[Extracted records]
┄┄┄┄┄┄┄┄┄┄
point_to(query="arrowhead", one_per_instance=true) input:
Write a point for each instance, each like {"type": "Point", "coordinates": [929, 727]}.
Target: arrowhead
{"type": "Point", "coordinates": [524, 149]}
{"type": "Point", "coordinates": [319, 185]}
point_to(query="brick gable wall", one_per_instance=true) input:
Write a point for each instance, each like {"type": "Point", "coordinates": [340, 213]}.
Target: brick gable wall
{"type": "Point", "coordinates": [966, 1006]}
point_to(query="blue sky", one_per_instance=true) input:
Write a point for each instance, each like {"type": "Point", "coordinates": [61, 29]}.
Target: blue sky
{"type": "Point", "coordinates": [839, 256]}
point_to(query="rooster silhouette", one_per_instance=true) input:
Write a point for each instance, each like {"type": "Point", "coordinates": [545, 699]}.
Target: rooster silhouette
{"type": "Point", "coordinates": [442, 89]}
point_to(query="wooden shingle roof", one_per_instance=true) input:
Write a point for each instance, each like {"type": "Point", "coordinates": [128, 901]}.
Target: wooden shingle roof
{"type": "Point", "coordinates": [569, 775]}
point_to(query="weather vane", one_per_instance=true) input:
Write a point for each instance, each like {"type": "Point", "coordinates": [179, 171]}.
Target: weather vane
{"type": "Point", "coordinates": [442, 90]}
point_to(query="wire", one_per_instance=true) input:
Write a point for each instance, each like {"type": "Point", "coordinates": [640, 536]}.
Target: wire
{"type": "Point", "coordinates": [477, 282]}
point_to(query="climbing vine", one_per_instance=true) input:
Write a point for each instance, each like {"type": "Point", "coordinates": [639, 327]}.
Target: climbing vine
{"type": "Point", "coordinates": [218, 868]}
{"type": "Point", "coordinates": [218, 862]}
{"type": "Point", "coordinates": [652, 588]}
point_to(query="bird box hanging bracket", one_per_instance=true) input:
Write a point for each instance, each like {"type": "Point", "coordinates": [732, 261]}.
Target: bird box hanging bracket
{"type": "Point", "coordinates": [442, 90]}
┄┄┄┄┄┄┄┄┄┄
=== What to do ===
Exactly as they stand above, repeat all the records.

=== Task output ===
point_to(query="arrowhead", one_per_instance=true) input:
Write a point for each instance, each like {"type": "Point", "coordinates": [929, 727]}.
Target: arrowhead
{"type": "Point", "coordinates": [524, 149]}
{"type": "Point", "coordinates": [319, 185]}
point_to(query="brick gable wall", one_per_instance=true) input:
Write a point for each instance, each like {"type": "Point", "coordinates": [340, 213]}.
Target: brick gable wall
{"type": "Point", "coordinates": [966, 1006]}
point_to(query="blue sky", one_per_instance=true) input:
Write a point for each instance, each like {"type": "Point", "coordinates": [61, 29]}.
Target: blue sky
{"type": "Point", "coordinates": [839, 256]}
point_to(query="rooster silhouette", one_per_instance=true) input:
Write a point for each instance, each like {"type": "Point", "coordinates": [545, 699]}.
Target: rooster silhouette
{"type": "Point", "coordinates": [442, 89]}
point_to(query="wooden shingle roof", one_per_instance=true) input:
Write a point for each instance, each like {"type": "Point", "coordinates": [128, 901]}.
Target: wooden shingle roof
{"type": "Point", "coordinates": [569, 775]}
point_to(query="weather vane", one_per_instance=true) input:
Write a point for each instance, each like {"type": "Point", "coordinates": [179, 171]}.
Target: weather vane
{"type": "Point", "coordinates": [442, 90]}
point_to(query="wire", one_per_instance=true) input:
Write a point for each instance, each like {"type": "Point", "coordinates": [640, 536]}.
Target: wire
{"type": "Point", "coordinates": [477, 282]}
point_to(query="climbing vine", one_per_instance=true) input:
Write a point for each instance, each like {"type": "Point", "coordinates": [639, 327]}.
Target: climbing vine
{"type": "Point", "coordinates": [218, 868]}
{"type": "Point", "coordinates": [218, 862]}
{"type": "Point", "coordinates": [652, 588]}
point_to(query="bird box hanging bracket", one_per_instance=true) input:
Write a point for each instance, each like {"type": "Point", "coordinates": [732, 261]}.
Target: bird box hanging bracket
{"type": "Point", "coordinates": [442, 90]}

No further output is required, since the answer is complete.